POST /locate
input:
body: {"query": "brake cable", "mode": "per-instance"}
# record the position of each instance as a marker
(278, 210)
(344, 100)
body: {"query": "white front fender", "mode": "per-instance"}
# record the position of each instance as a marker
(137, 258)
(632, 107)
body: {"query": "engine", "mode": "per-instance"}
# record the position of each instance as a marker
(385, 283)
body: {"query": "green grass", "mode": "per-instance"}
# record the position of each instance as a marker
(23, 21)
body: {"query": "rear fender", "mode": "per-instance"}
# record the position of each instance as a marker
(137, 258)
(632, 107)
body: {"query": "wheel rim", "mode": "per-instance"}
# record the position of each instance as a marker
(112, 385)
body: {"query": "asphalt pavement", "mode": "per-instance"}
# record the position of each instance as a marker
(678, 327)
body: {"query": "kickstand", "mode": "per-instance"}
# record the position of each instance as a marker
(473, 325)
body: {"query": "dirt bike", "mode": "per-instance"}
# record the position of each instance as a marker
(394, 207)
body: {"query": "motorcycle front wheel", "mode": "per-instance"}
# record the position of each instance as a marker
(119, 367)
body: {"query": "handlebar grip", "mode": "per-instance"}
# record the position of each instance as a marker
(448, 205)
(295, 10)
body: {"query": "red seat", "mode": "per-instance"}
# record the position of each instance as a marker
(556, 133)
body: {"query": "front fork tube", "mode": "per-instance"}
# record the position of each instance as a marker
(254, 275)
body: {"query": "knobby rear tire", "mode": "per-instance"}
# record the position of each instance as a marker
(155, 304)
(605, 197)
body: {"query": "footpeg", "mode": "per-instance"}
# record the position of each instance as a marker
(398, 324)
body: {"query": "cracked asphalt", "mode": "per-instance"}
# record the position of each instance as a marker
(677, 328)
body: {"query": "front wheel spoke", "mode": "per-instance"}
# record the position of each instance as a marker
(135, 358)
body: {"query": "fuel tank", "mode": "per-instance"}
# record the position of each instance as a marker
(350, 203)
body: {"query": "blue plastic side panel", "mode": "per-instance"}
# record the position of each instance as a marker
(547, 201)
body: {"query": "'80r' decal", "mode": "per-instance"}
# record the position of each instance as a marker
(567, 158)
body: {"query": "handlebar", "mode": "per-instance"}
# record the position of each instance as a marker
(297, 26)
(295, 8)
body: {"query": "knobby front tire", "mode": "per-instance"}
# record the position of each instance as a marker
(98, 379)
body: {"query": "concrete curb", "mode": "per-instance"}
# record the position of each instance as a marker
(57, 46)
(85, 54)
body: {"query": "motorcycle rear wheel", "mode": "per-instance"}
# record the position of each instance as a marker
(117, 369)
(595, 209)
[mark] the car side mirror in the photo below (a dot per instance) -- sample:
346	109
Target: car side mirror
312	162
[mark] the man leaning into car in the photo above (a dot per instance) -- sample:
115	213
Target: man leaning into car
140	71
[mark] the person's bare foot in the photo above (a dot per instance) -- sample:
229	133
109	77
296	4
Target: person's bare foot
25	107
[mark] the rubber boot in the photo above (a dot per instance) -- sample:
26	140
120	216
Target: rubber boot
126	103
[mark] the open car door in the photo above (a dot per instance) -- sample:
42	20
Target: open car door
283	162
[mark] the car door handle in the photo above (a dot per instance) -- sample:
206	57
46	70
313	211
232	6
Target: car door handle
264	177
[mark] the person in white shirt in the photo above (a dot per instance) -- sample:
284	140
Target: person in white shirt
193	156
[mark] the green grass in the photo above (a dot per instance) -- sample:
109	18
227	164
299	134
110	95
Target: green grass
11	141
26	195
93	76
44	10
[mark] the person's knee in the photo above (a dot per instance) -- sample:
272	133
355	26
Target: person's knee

━━━━━━━━━━━━━━━━

How to complete this task:
Copy the entire listing above, line for line, exactly.

Task answer:
POST /locate
input:
body: {"query": "brake cable", "mode": "per-instance"}
# record the position of each instance as a marker
(278, 210)
(344, 100)
body: {"query": "white front fender", "mode": "per-instance"}
# record the position of each instance as a marker
(137, 258)
(632, 107)
body: {"query": "engine", "mode": "per-instance"}
# record the position of each instance as a marker
(385, 283)
body: {"query": "green grass", "mode": "per-instance"}
# record the position of each instance as a marker
(23, 21)
body: {"query": "rear fender", "mode": "per-instance"}
# record the position of each instance as a marker
(137, 258)
(632, 107)
body: {"query": "wheel rim", "mode": "per-instance"}
# record the position of each instance as a marker
(112, 385)
body: {"query": "asphalt pavement", "mode": "per-instance"}
# record the position of each instance as a marker
(678, 327)
body: {"query": "kickstand", "mode": "per-instance"}
# record the position of each instance as a marker
(473, 325)
body: {"query": "dirt bike", "mode": "per-instance"}
# record the position of each instance as a marker
(394, 207)
body: {"query": "motorcycle front wheel", "mode": "per-instance"}
# record the position of each instance as a marker
(119, 367)
body: {"query": "handlebar grip", "mode": "per-instance"}
# record the position of each instance as a marker
(448, 205)
(295, 10)
body: {"query": "red seat", "mode": "per-instance"}
# record the position of each instance as a marker
(556, 133)
body: {"query": "front fork tube", "mode": "per-instance"}
# record the position of each instance as a marker
(254, 275)
body: {"query": "knobby rear tire", "mode": "per-instance"}
# record the position of each instance as a marker
(155, 304)
(605, 197)
body: {"query": "footpeg", "mode": "per-instance"}
# record the position of each instance as a marker
(398, 324)
body: {"query": "cracked asphalt", "mode": "per-instance"}
# record the position of each instance as a marker
(677, 328)
body: {"query": "front wheel spoke", "mode": "per-instance"}
# record the position of each instance as a marker
(135, 358)
body: {"query": "fuel tank", "mode": "per-instance"}
# record the position of each instance as a marker
(350, 203)
body: {"query": "blue plastic side panel", "mode": "per-instance"}
# record the position of each instance as a marker
(547, 201)
body: {"query": "'80r' decal", "mode": "per-instance"}
# record the position of each instance as a marker
(567, 158)
body: {"query": "handlebar", "mode": "per-instance"}
# record the position of each instance as a marker
(297, 26)
(295, 8)
body: {"query": "knobby front tire", "mode": "per-instance"}
# record the position of each instance as a marker
(98, 379)
body: {"query": "concrete curb", "mode": "per-instance"}
# record the position of each instance as a marker
(57, 46)
(85, 54)
body: {"query": "motorcycle rear wheel", "mode": "per-instance"}
# record the position of each instance as a marker
(117, 369)
(595, 209)
[mark] the car side mirror in the photo below (a dot per instance) -- sample:
346	109
Target: car side mirror
312	162
[mark] the man leaning into car in the photo above (a dot per instance) -- sample:
115	213
Target: man leaning into car
140	71
[mark] the person's bare foot in the photo above (a dot per instance) -- sample:
229	133
109	77
296	4
Target: person's bare foot
25	107
[mark] the rubber boot in the photo above (a dot per instance) -- sample:
26	140
120	216
Target: rubber boot
126	103
[mark] the open car door in the photo above (a dot per instance) -- sample:
42	20
Target: open car door
283	162
[mark] the car door handle in the photo above (a dot per instance) -- sample:
206	57
46	70
313	211
232	6
Target: car door handle
264	177
[mark] the person in white shirt in the photo above (a dot per instance) -- sample:
284	140
Target: person in white shirt
193	156
[mark] the green grass in the photo above (a dot per instance) -- sample:
109	18
227	164
299	134
110	95
Target: green grass
11	141
26	195
93	76
44	10
[mark] the person's knee in the photo above (a dot per instance) -- sample:
272	133
355	26
Target: person's knee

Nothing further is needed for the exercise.